* _Text section_

The Fall Altered the Perfect World

Yes, the fall altered the world and allowed for suffering.  Bramer made the point,

Often the question is asked, “Why did God create suffering in the world?” However, this is an invalid question because God created a perfect world without suffering and death. God created man with free will that God allowed to reject His perfect plan and thus allow for the entrance of sin and the consequence of suffering. Evolutionists face a problem here because they say that in the fossil record death existed even before the creation of man!3

Those who believe the world began with a big bang and over millions of years of time, chance, and death based on natural selection and mutations we “evolved” into what we are today.  Unfortunately, it was suffering that caused Charles Darwin to reject God. Darwin could not understand how a loving God could allow his little girl, Annie, to die a cruel death. Tommy Mitchell quoted, “Annies’ cruel death destroyed Charles’s tatters of beliefs in a moral, just universe. Later he would say that this period chimed the final death-knell for his Christianity…Charles now took his stand as an unbeliever.”4 Darwin himself knew there were flaws in his own system,

The number of intermediate varieties which have formerly existed on earth must be truly enormous. Why then is not every geological formation and every stratum full of such intermediate links? Geology assuredly does not reveal any such finely graduate organic chain: and this, perhaps, is the most obvious and gravest objection which can be urged against my theory.5

Those who hold to a “millions of years” theory of the world believe that the world was founded on suffering (subject to death, chance and survival of the fittest). It is true that suffering exists today, but not for the reason that evolutionists claim. They believe that suffering has been, and will always be a part of the world. Therefore, the evolutionist will argue that if God is good, there would be no suffering, but suffering exists, so God must not exist.

* _Rows from a pointing dataset_

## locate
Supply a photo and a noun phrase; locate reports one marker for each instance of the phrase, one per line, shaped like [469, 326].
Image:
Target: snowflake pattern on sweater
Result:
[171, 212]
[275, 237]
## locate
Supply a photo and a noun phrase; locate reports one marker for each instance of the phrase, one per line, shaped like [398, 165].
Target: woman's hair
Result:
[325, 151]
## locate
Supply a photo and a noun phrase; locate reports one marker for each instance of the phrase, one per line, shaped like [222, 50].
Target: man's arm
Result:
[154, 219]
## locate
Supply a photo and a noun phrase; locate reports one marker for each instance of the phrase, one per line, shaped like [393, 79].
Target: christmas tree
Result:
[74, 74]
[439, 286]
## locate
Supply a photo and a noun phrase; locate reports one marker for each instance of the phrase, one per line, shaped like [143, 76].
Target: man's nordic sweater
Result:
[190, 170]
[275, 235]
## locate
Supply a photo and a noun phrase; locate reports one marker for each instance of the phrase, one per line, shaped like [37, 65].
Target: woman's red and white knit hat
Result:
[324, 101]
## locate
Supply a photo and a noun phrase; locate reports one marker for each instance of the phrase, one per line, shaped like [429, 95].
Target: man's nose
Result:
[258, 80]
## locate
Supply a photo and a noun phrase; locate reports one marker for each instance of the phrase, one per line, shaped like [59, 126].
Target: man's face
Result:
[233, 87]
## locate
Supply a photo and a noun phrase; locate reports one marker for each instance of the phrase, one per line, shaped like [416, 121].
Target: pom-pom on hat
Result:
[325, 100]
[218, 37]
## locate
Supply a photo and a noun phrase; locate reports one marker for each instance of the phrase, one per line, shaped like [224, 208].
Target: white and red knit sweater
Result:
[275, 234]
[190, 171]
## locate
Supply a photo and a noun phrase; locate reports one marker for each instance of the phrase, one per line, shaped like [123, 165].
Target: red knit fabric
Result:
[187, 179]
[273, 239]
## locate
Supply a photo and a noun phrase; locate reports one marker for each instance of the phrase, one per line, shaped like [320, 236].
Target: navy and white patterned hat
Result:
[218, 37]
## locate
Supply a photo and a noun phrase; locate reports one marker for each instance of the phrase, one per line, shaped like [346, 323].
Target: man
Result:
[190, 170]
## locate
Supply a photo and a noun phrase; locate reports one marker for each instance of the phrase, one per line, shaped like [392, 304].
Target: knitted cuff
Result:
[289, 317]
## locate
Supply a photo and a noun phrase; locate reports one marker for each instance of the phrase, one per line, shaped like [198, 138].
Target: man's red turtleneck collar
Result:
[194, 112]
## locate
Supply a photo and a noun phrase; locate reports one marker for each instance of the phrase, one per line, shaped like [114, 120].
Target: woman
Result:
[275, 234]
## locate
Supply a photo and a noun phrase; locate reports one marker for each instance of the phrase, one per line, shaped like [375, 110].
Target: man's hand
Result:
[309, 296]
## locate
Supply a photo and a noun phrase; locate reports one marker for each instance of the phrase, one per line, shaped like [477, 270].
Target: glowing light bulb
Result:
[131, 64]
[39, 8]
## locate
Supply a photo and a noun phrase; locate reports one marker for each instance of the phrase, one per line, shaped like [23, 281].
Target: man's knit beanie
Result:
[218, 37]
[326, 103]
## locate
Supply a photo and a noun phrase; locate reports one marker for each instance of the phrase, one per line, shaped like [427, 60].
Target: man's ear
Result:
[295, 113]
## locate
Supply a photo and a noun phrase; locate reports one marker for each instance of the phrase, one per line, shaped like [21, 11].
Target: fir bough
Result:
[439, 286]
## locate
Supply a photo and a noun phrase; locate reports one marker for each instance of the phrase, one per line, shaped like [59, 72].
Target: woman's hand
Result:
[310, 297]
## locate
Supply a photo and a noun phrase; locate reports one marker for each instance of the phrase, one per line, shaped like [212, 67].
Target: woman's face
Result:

---

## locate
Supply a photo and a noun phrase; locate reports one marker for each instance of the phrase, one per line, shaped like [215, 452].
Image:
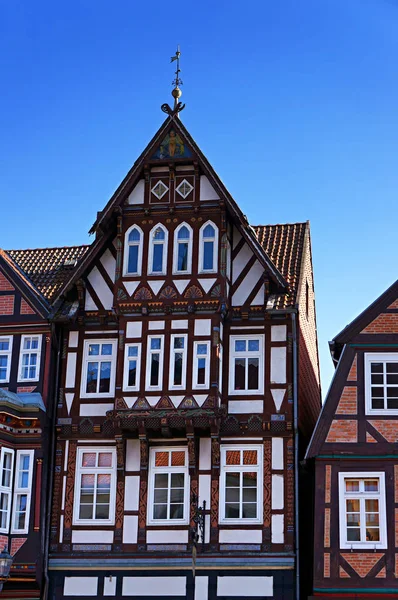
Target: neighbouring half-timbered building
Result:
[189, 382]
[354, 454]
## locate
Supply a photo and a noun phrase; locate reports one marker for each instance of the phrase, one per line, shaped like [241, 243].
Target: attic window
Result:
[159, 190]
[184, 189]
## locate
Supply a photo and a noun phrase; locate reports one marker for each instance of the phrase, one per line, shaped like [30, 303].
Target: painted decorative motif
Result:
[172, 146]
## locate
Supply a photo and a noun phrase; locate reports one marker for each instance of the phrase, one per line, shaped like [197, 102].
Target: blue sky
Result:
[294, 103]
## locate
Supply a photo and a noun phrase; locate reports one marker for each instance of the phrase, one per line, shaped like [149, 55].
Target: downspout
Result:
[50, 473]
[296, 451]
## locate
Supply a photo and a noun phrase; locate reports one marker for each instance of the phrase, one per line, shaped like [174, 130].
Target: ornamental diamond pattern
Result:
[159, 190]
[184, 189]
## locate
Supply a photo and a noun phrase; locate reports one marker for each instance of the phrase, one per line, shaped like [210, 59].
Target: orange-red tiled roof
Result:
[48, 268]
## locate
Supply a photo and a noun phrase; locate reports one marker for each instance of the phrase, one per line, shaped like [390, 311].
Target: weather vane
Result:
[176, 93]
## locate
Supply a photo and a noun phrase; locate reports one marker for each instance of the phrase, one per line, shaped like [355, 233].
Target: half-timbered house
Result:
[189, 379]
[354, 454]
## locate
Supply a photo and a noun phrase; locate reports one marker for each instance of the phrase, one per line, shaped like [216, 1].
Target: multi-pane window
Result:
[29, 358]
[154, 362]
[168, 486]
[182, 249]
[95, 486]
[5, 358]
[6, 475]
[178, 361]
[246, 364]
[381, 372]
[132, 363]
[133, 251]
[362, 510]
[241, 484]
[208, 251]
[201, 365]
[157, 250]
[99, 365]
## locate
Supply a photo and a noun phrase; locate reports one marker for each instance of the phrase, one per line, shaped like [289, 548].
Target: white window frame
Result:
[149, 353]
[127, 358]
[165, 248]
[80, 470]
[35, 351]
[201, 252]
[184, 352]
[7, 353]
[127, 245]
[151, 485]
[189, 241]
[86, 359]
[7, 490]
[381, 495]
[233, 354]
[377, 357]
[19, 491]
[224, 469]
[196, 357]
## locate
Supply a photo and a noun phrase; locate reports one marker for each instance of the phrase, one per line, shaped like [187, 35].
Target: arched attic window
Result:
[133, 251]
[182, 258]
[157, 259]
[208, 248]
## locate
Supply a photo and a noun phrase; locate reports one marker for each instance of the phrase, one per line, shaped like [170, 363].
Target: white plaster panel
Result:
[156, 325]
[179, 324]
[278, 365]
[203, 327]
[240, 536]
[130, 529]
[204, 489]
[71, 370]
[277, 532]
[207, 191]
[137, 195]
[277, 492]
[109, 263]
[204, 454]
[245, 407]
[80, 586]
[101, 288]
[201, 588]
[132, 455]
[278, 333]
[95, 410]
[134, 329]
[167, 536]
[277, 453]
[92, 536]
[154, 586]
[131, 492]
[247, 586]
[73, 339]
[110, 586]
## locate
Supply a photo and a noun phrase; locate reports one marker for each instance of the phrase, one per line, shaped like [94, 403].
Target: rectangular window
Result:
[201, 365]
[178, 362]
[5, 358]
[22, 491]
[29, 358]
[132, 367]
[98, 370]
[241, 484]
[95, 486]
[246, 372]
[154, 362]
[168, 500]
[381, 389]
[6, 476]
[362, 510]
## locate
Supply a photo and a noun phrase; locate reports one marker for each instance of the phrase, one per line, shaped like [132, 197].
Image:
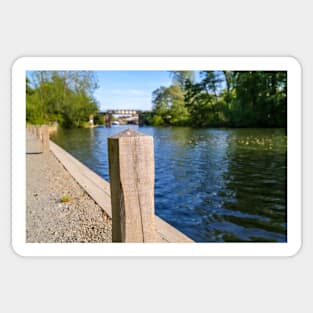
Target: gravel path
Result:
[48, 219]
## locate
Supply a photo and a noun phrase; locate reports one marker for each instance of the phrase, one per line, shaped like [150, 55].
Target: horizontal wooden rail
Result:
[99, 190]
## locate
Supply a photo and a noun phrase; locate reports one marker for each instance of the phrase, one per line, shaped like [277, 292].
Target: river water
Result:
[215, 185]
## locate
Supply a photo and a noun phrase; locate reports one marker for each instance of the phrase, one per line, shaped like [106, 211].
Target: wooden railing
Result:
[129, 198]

* _Given instruction A_
In the text on the fall and suffering, what are all the things the final paragraph's parenthetical lists as the basis on which believers in a "millions of years" theory think the world was founded?
* _Given instruction B_
In the text on the fall and suffering, whose death led Charles Darwin to reject God?

* _Full solution A_
Death, chance, and survival of the fittest.

* _Full solution B_
The death of his little girl, Annie.